> **REQUIRED TASK**:
Each line that follows is to be retyped exactly.

(Dataset items)
* Begin *

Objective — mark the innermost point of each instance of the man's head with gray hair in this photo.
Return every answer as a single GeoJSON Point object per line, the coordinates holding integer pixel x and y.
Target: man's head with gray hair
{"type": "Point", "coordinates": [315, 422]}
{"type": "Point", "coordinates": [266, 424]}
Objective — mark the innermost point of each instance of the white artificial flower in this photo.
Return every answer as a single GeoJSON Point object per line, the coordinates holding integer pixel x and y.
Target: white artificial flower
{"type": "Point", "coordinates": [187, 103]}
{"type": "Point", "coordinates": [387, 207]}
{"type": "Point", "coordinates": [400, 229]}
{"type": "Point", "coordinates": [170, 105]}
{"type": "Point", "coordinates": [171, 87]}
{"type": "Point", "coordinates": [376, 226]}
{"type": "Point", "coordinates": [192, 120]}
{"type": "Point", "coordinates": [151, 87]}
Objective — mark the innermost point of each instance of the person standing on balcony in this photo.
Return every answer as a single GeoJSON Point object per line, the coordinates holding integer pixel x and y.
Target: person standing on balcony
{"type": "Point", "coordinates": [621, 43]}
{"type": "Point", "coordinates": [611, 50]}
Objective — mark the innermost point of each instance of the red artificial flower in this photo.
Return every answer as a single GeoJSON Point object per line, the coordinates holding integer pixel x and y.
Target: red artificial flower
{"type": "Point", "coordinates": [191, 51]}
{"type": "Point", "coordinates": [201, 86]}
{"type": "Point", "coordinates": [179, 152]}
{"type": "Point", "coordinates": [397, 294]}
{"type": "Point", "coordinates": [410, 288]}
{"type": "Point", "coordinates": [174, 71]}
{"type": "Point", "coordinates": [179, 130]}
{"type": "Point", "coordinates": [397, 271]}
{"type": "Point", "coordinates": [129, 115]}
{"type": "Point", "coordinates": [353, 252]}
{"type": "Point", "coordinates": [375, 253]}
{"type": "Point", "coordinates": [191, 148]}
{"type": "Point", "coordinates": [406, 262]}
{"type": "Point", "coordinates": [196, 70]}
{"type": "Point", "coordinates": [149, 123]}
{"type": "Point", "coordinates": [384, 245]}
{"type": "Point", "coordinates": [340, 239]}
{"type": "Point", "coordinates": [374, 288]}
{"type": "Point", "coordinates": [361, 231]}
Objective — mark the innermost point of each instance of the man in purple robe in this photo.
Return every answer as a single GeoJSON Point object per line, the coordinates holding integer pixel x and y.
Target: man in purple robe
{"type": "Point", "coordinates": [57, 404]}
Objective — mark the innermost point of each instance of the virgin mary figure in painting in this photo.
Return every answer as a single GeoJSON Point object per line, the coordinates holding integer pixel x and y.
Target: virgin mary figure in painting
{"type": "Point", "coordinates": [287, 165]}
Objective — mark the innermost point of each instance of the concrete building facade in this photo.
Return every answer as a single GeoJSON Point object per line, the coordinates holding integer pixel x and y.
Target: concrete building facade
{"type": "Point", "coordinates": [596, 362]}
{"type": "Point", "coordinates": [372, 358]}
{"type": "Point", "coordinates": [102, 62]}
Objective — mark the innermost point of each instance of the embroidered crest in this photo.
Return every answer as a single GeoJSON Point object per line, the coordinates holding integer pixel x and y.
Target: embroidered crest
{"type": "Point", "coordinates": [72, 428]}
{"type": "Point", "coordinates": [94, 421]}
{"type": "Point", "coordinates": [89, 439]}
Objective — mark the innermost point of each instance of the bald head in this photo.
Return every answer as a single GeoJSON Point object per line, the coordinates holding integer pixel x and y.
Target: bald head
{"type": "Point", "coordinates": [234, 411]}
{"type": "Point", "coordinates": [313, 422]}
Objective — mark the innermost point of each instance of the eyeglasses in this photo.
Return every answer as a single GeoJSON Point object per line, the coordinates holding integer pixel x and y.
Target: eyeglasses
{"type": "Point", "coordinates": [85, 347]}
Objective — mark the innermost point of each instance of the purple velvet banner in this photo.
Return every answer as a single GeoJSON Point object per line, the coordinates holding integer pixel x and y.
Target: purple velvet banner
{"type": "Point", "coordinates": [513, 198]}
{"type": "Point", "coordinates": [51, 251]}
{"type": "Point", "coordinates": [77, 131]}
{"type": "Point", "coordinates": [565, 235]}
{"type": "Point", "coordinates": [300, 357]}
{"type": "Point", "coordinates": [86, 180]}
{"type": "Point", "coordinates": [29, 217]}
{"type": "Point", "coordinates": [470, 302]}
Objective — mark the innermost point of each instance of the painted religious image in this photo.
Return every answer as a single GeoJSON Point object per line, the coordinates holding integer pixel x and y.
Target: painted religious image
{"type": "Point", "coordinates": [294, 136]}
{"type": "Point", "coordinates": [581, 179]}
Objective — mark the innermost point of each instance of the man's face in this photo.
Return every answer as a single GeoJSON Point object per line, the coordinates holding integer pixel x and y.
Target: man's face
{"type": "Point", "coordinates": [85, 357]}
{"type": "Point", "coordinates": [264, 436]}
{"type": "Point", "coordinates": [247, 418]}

* End *

> **EXERCISE ANSWER**:
Objective — mark the innermost point of each instance of the man's head with gray hair in this photo.
Return every answer as a single GeoJSON Point object per line, the coordinates holding integer pixel x and y.
Target: man's head with gray hair
{"type": "Point", "coordinates": [315, 422]}
{"type": "Point", "coordinates": [266, 424]}
Objective — mark the innermost point of each instance of the white artificial flower in this photo.
Return every answer as a single GeoJSON Point object per line, the coordinates holding integer pixel x and y.
Target: white artificial flower
{"type": "Point", "coordinates": [187, 103]}
{"type": "Point", "coordinates": [387, 207]}
{"type": "Point", "coordinates": [400, 229]}
{"type": "Point", "coordinates": [170, 105]}
{"type": "Point", "coordinates": [171, 87]}
{"type": "Point", "coordinates": [376, 226]}
{"type": "Point", "coordinates": [192, 120]}
{"type": "Point", "coordinates": [151, 87]}
Objective — mark the innermost point of each instance of the person standing on balcony in this photo.
Return every answer as a single GeoJSON Point object per line, the coordinates holding integer pixel x and y.
Target: person standing on balcony
{"type": "Point", "coordinates": [621, 43]}
{"type": "Point", "coordinates": [611, 50]}
Objective — mark the innermost point of each instance of the red artificial flower in this photo.
Return every answer as a single GeoJSON Point object per line, the coordinates holding integer pixel x and y.
Target: red artificial flower
{"type": "Point", "coordinates": [191, 51]}
{"type": "Point", "coordinates": [201, 86]}
{"type": "Point", "coordinates": [179, 152]}
{"type": "Point", "coordinates": [397, 294]}
{"type": "Point", "coordinates": [410, 288]}
{"type": "Point", "coordinates": [174, 71]}
{"type": "Point", "coordinates": [179, 130]}
{"type": "Point", "coordinates": [397, 271]}
{"type": "Point", "coordinates": [129, 115]}
{"type": "Point", "coordinates": [353, 252]}
{"type": "Point", "coordinates": [375, 253]}
{"type": "Point", "coordinates": [191, 148]}
{"type": "Point", "coordinates": [406, 262]}
{"type": "Point", "coordinates": [196, 70]}
{"type": "Point", "coordinates": [149, 123]}
{"type": "Point", "coordinates": [384, 245]}
{"type": "Point", "coordinates": [340, 239]}
{"type": "Point", "coordinates": [374, 288]}
{"type": "Point", "coordinates": [361, 231]}
Objective — mark the innermost point of each instance of the man in purple robe in this photo.
Return every answer as a single GeoJSON Point object per line, the coordinates holding integer pixel x and y.
Target: man in purple robe
{"type": "Point", "coordinates": [57, 404]}
Objective — mark the innermost point of each instance of the virgin mary figure in painting in this photo.
Return every answer as a single GeoJSON Point object per line, the coordinates holding integer pixel x and y.
Target: virgin mary figure in painting
{"type": "Point", "coordinates": [287, 165]}
Objective — mark the innermost point of each instance of the concrete building facade in this photo.
Return every answer as a single GeoJSON Point object per line, the coordinates holding integer pixel x and y.
Target: concrete building facade
{"type": "Point", "coordinates": [596, 362]}
{"type": "Point", "coordinates": [372, 358]}
{"type": "Point", "coordinates": [102, 62]}
Objective — mark the innermost point of each instance of the embroidered crest in this photo.
Return every answer as a single GeoJSON Point object per line, the coordinates holding integer pixel x and y.
Target: embroidered crest
{"type": "Point", "coordinates": [72, 428]}
{"type": "Point", "coordinates": [94, 421]}
{"type": "Point", "coordinates": [89, 439]}
Objective — mark the innermost point of each instance of the bald head in this photo.
Return every answer as a single GeoJSON Point object per line, the coordinates holding integer pixel x and y.
Target: bald head
{"type": "Point", "coordinates": [234, 411]}
{"type": "Point", "coordinates": [313, 422]}
Objective — mark the innermost point of each instance of the eyeglasses in this photo.
Return every answer as a single GeoJSON Point object per line, the coordinates holding integer pixel x and y.
Target: eyeglasses
{"type": "Point", "coordinates": [85, 347]}
Objective — mark the innermost point of each instance of the purple velvet banner in this photo.
Return every answer as a single GeoJSON Point object per line, the coordinates holding integer pixel x and y.
Target: purple velvet banner
{"type": "Point", "coordinates": [513, 198]}
{"type": "Point", "coordinates": [51, 251]}
{"type": "Point", "coordinates": [77, 131]}
{"type": "Point", "coordinates": [565, 235]}
{"type": "Point", "coordinates": [300, 357]}
{"type": "Point", "coordinates": [86, 180]}
{"type": "Point", "coordinates": [29, 217]}
{"type": "Point", "coordinates": [470, 302]}
Objective — mark the innermost point of each instance of the painted religious image in this photo.
Return every answer as a single GeoJSON Point object per line, the coordinates holding integer pixel x and y.
Target: painted religious image
{"type": "Point", "coordinates": [294, 136]}
{"type": "Point", "coordinates": [581, 179]}
Objective — mark the innermost point of each instance of the man's face in this photo.
Return every answer as a single GeoJSON Point object per line, the coordinates holding integer pixel x and y.
Target: man's face
{"type": "Point", "coordinates": [85, 357]}
{"type": "Point", "coordinates": [264, 436]}
{"type": "Point", "coordinates": [247, 418]}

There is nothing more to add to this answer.